§ **EXCERTO DA PÁGINA**:
○ ○ ○ ○ ○

É compreensível que o prolongamento indefinido da chamada «grande recessão» iniciada em 2007 tenha desencadeado nos países mais atingidos pelo regime de austeridade financeira, concretamente nas sociedades do Sul da União Europeia, o aparecimento de novas organizações partidárias que se propõem lutar contra tudo e contra todos a fim de pôr fim imediato à crise. Habitualmente, são parcas quanto à maneira de conseguir esse milagre e especializam-se, sobretudo, na desestabilização dos já de si tremidos equilíbrios dos respectivos sistemas partidários, sem nada contribuir para resolver o problema que as fez nascer.
A primeira dessas organizações foi o Syriza na Grécia, onde a crise é mais profunda e se prolonga há mais tempo, estando o país ainda sob tutela dos credores. Por ora, o Syriza continua na oposição e a sua principal tarefa tem sido tornar a vida ainda mais difícil ao governo de coligação entre as duas antigas oligarquias dominantes, a «nova democracia» do primeiro-ministro Samaras e o PASOK (socialista). Veremos o que trazem as próximas eleições. Já na Itália, o processo de desintegração partidária vai mais adiantado. Os antigos comunistas, depois de múltiplas metamorfoses, transformaram-se há pouco no partido de um líder, Matteo Renzi, que prometeu mundos e fundos mas continua a tentar cumprir as exigências da UE sem grande êxito e nenhum crescimento económico.
A Itália é, com Portugal, o país do mundo que menos cresceu na última década e meia. A falta de desenvolvimento não é de agora. Simultaneamente, entrou agora para a coligação governamental italiana o terceiro partido mais votado das últimas eleições, um tal «movimento das cinco estrelas» do comediante Beppe Grillo. É o regresso, depois de Berlusconi, à antiga tradição política italiana qualunquista, da qual este «movimento» cem por cento populista e politicamente irresponsável é a última incarnação. Vamos ver quanto tempo dura e quanto mais mal fará à recuperação da Itália. Quem sabe se não chegaria ao poder no dia em que a Itália saísse do «euro»?
Entretanto, em Espanha, apesar da vitória do partido do governo (PP) nas recentes eleições europeias, o sistema partidário continua a tremer, independentemente da explosão da corrupção e da ameaça catalã à integridade do Estado espanhol, com o regime das «primárias» no PSOE e o advento de mais um jovem líder de cujo passado pouco ou nada se sabe e muito menos do futuro, Pedro Sánchez… Como se isso não bastasse, o desequilíbrio crescente do sistema partidário prosseguiu com a aparição de mais um jovem agrupamento populista que pretende situar-se entre a «direita» e a «esquerda» parlamentar. Trata-se do imediatamente famoso «Podemos» (nome imitado do slogan do periclitante Obama, que nada conseguiu do que pretendia!), o qual até já tem imitadores em Portugal, como a antiga «candidata a candidata» presidencial Manuela Magno, com uma «assembleia cidadã» marcada para Dezembro… Levado em ombros pelos media, o «Podemos» aspira a ganhar as próximas eleições. Ao pé de todos estes «vendedores de promessas», Marinho Pinto faz fraca figura!

○ ○ ○ ○ ○

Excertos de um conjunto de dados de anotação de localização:
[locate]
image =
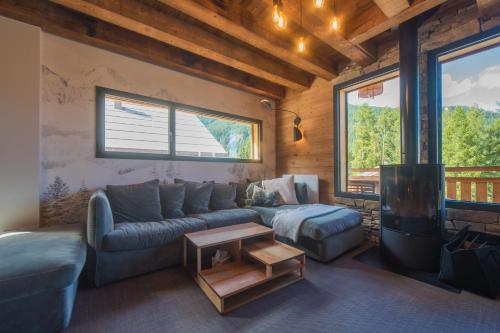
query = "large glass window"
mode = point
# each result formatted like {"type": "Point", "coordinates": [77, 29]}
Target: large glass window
{"type": "Point", "coordinates": [368, 131]}
{"type": "Point", "coordinates": [133, 126]}
{"type": "Point", "coordinates": [468, 94]}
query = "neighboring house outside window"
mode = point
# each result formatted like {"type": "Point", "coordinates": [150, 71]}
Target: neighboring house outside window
{"type": "Point", "coordinates": [134, 126]}
{"type": "Point", "coordinates": [367, 132]}
{"type": "Point", "coordinates": [465, 112]}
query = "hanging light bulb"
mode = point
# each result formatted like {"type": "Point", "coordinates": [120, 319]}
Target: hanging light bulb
{"type": "Point", "coordinates": [279, 17]}
{"type": "Point", "coordinates": [276, 13]}
{"type": "Point", "coordinates": [318, 3]}
{"type": "Point", "coordinates": [335, 23]}
{"type": "Point", "coordinates": [301, 45]}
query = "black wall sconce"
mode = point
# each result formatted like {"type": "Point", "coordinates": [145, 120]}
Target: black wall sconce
{"type": "Point", "coordinates": [297, 133]}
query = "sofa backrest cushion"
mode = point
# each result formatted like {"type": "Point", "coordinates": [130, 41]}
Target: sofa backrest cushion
{"type": "Point", "coordinates": [172, 200]}
{"type": "Point", "coordinates": [197, 198]}
{"type": "Point", "coordinates": [136, 202]}
{"type": "Point", "coordinates": [301, 193]}
{"type": "Point", "coordinates": [223, 196]}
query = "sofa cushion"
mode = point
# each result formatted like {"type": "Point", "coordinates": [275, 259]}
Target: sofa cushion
{"type": "Point", "coordinates": [223, 196]}
{"type": "Point", "coordinates": [172, 200]}
{"type": "Point", "coordinates": [143, 235]}
{"type": "Point", "coordinates": [197, 197]}
{"type": "Point", "coordinates": [301, 192]}
{"type": "Point", "coordinates": [222, 218]}
{"type": "Point", "coordinates": [137, 202]}
{"type": "Point", "coordinates": [45, 259]}
{"type": "Point", "coordinates": [317, 228]}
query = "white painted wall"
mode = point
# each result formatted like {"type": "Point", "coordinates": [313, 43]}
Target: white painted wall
{"type": "Point", "coordinates": [19, 124]}
{"type": "Point", "coordinates": [70, 73]}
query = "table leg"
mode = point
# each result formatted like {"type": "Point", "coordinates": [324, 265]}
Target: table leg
{"type": "Point", "coordinates": [198, 261]}
{"type": "Point", "coordinates": [185, 251]}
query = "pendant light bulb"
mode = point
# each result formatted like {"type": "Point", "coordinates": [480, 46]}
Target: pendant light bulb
{"type": "Point", "coordinates": [281, 24]}
{"type": "Point", "coordinates": [335, 23]}
{"type": "Point", "coordinates": [301, 45]}
{"type": "Point", "coordinates": [276, 13]}
{"type": "Point", "coordinates": [318, 3]}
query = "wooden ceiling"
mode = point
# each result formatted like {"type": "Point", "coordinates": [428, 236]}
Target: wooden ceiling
{"type": "Point", "coordinates": [227, 41]}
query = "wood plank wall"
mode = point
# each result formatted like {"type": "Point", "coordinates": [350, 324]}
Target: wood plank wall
{"type": "Point", "coordinates": [313, 154]}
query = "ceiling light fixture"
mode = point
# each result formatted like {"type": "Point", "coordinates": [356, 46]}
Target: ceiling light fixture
{"type": "Point", "coordinates": [318, 3]}
{"type": "Point", "coordinates": [301, 44]}
{"type": "Point", "coordinates": [279, 17]}
{"type": "Point", "coordinates": [297, 131]}
{"type": "Point", "coordinates": [335, 22]}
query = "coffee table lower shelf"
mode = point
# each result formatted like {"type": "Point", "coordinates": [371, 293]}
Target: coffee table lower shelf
{"type": "Point", "coordinates": [241, 283]}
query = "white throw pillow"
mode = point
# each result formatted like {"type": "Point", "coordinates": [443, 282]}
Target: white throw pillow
{"type": "Point", "coordinates": [285, 186]}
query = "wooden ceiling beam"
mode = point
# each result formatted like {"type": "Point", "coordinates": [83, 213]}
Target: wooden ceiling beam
{"type": "Point", "coordinates": [317, 23]}
{"type": "Point", "coordinates": [154, 23]}
{"type": "Point", "coordinates": [488, 8]}
{"type": "Point", "coordinates": [373, 21]}
{"type": "Point", "coordinates": [392, 7]}
{"type": "Point", "coordinates": [274, 46]}
{"type": "Point", "coordinates": [68, 24]}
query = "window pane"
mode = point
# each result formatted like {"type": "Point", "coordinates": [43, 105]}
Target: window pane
{"type": "Point", "coordinates": [204, 135]}
{"type": "Point", "coordinates": [134, 126]}
{"type": "Point", "coordinates": [471, 125]}
{"type": "Point", "coordinates": [373, 133]}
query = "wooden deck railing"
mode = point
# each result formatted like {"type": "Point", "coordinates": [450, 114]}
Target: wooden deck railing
{"type": "Point", "coordinates": [466, 188]}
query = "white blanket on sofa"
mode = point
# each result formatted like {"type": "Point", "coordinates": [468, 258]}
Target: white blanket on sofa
{"type": "Point", "coordinates": [287, 222]}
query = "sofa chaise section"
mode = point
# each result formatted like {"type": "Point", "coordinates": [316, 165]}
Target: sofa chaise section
{"type": "Point", "coordinates": [322, 238]}
{"type": "Point", "coordinates": [39, 273]}
{"type": "Point", "coordinates": [126, 249]}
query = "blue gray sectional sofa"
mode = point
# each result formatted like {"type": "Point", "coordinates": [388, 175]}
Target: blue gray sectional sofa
{"type": "Point", "coordinates": [39, 273]}
{"type": "Point", "coordinates": [119, 249]}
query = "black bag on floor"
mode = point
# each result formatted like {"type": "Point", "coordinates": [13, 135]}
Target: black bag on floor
{"type": "Point", "coordinates": [471, 260]}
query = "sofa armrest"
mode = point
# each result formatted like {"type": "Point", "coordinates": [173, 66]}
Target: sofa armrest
{"type": "Point", "coordinates": [99, 219]}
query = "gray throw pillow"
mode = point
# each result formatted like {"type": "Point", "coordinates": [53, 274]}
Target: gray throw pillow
{"type": "Point", "coordinates": [301, 193]}
{"type": "Point", "coordinates": [172, 200]}
{"type": "Point", "coordinates": [136, 202]}
{"type": "Point", "coordinates": [197, 198]}
{"type": "Point", "coordinates": [264, 199]}
{"type": "Point", "coordinates": [223, 196]}
{"type": "Point", "coordinates": [250, 188]}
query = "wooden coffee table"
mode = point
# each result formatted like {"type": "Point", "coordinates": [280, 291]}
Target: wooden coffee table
{"type": "Point", "coordinates": [259, 265]}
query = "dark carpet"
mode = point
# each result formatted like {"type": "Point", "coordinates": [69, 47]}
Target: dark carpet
{"type": "Point", "coordinates": [342, 296]}
{"type": "Point", "coordinates": [371, 257]}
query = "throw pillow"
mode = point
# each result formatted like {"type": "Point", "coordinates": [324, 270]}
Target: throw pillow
{"type": "Point", "coordinates": [197, 198]}
{"type": "Point", "coordinates": [172, 200]}
{"type": "Point", "coordinates": [263, 198]}
{"type": "Point", "coordinates": [286, 188]}
{"type": "Point", "coordinates": [136, 202]}
{"type": "Point", "coordinates": [223, 196]}
{"type": "Point", "coordinates": [301, 192]}
{"type": "Point", "coordinates": [250, 188]}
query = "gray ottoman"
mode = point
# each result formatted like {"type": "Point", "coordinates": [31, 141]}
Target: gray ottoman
{"type": "Point", "coordinates": [322, 238]}
{"type": "Point", "coordinates": [38, 278]}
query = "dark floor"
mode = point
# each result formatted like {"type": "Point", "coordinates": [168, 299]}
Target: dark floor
{"type": "Point", "coordinates": [343, 296]}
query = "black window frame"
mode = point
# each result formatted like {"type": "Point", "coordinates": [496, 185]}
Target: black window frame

○ ○ ○ ○ ○

§ **INSTRUÇÕES**:
a - Responda a estas perguntas com base no excerto, uma por linha:
(i) Qual foi a primeira dessas novas organizações partidárias e em que país surgiu?
(ii) Segundo o excerto, que outro país cresceu tão pouco como a Itália na última década e meia?
(iii) Que jovem líder surgiu no PSOE com o regime das «primárias»?
b - Reescreva em forma de lista o parágrafo do excerto que começa por "A primeira dessas organizações", mantendo os factos principais.
c - Resuma o excerto em duas frases.

§ **RESPOSTAS ESPERADAS**:
a -
(i) O Syriza, na Grécia.
(ii) Portugal.
(iii) Pedro Sánchez.

b -
- O Syriza, na Grécia, foi a primeira destas organizações. A crise grega é a mais profunda e a mais longa, e o país continua sob tutela dos credores.
- O Syriza continua na oposição e tem dificultado a vida ao governo de coligação entre a «nova democracia», do primeiro-ministro Samaras, e o PASOK.
- Falta ver o que trazem as próximas eleições.
- Na Itália, a desintegração partidária vai mais adiantada. Os antigos comunistas tornaram-se o partido de Matteo Renzi, que prometeu muito mas tenta cumprir as exigências da UE sem grande êxito e sem crescimento económico.

c - A grande recessão iniciada em 2007 fez surgir no Sul da União Europeia novos partidos que prometem pôr fim à crise, mas que sobretudo desestabilizam os sistemas partidários sem resolver o problema. São exemplos o Syriza na Grécia, o «movimento das cinco estrelas» de Beppe Grillo na Itália e o «Podemos» em Espanha.